## What the task requires:
For every entry below, give an exact repeat and leave out the pictures.

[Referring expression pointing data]

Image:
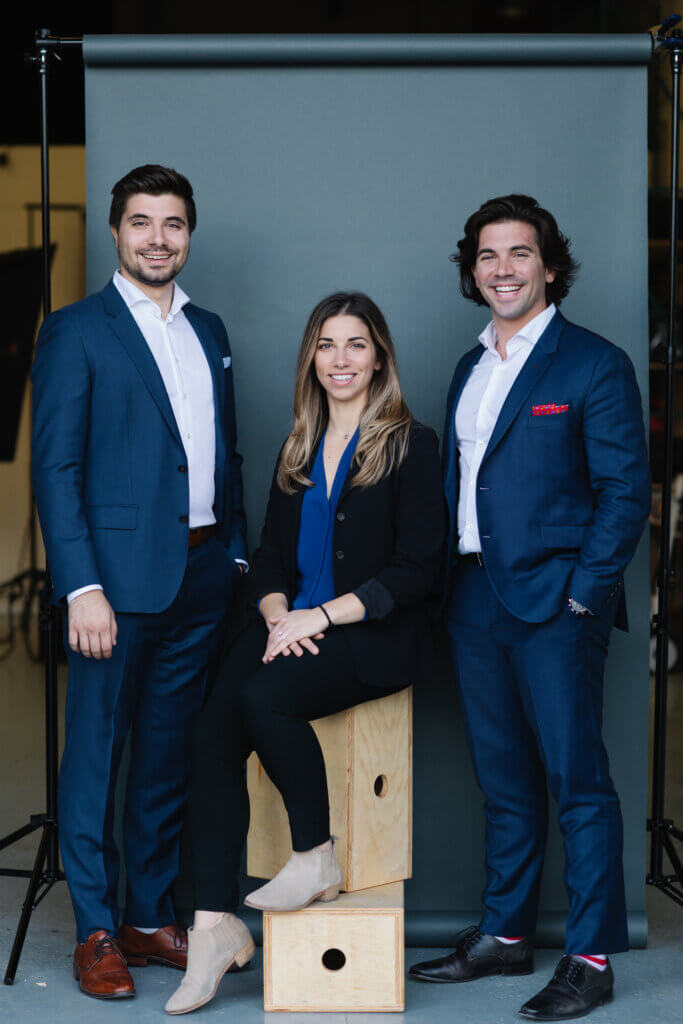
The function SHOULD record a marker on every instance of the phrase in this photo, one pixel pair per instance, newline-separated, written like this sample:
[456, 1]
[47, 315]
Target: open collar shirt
[478, 409]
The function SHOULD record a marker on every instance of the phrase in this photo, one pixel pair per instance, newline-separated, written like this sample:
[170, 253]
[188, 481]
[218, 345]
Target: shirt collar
[529, 333]
[133, 296]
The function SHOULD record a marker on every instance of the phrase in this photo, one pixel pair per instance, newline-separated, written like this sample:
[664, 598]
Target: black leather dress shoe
[574, 989]
[477, 955]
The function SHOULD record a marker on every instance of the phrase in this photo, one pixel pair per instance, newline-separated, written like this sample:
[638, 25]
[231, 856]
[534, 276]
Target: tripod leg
[673, 856]
[36, 879]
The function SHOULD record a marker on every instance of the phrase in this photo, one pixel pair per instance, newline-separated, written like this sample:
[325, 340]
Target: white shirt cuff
[83, 590]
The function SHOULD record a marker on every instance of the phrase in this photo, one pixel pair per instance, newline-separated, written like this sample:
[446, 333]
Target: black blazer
[388, 542]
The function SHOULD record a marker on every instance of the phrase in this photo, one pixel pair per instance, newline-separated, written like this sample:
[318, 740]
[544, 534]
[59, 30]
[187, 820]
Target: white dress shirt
[480, 402]
[188, 383]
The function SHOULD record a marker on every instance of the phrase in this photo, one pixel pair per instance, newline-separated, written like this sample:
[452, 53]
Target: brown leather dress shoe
[100, 969]
[167, 946]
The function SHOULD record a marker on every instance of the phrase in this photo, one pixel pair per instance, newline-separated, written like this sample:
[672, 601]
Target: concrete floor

## Response below:
Image:
The function SHOULD record a marker on every instance of the phrase in this photo, one pixel pair per instance, newline-separated, written like this sample:
[456, 1]
[47, 315]
Target: open collar shirt
[478, 409]
The function SHOULD record a marker on every instance of the phrase in this photo, one pixel pair per instance, newline-separated, written like this sample:
[170, 253]
[188, 481]
[218, 345]
Target: shirt collar
[529, 333]
[133, 296]
The function SHOULD record a marker on every instance of the phrase in this photo, one pixel pair per instance, newline-separated, written like this sample:
[664, 598]
Target: black leather dress shoe
[574, 989]
[477, 955]
The function SHOULD record a marker on every instance of the phrase in this photo, one pixel pair per instance, newline-separated, written like this sample:
[638, 25]
[231, 856]
[534, 276]
Target: tripod leg
[673, 856]
[36, 879]
The function SHOULD record a marker on every instance of the phrase in this photo, one pixel pair per instance, newline-separated, written like this sample:
[325, 340]
Target: white shirt cuff
[83, 590]
The function SHOULD record a marker on every instance of the phrase in this photo, one pixel pair per instance, newline-separated, written like this sample:
[446, 333]
Target: black blazer
[388, 542]
The function SHOULD record a marker on every instance of the phrase in this photo, one pixel pair per instance, newline-separated, written like this sample:
[318, 740]
[544, 534]
[59, 30]
[187, 820]
Target: white dress shirt
[480, 402]
[188, 383]
The function SHOULD record a marker on every instance of the phrase in this photo, one pixel pair per instance, newline-separated, written like this sample:
[452, 53]
Target: brown leather dress shoe
[100, 969]
[167, 946]
The function SHOULD record a marker on every instance of the phrase in this photo, one pixel pair per instance, newline-separated, written like this sample:
[672, 601]
Target: concrete floor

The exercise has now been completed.